_EXERCISE DESCRIPTION:_
Please reproduce every line in the rows below, requests included, with each answer coordinate scaled by 1.4 and rounded to the nearest whole number, halves rounding up. Leave the numbers in the requests and their format samples unchanged, and omit the pictures.

_RECORDS TO USE:_
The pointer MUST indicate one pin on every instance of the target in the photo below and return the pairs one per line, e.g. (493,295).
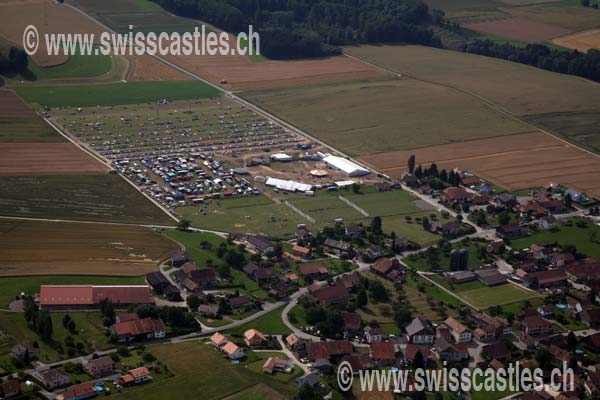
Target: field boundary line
(300,212)
(98,157)
(489,103)
(356,207)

_EXERCISE OUTPUT:_
The pointer MUST indicate one pin on every instance of the target in the photo below and return the pairs one per line, e.g. (493,295).
Target: field boundary line
(420,297)
(137,220)
(685,144)
(498,290)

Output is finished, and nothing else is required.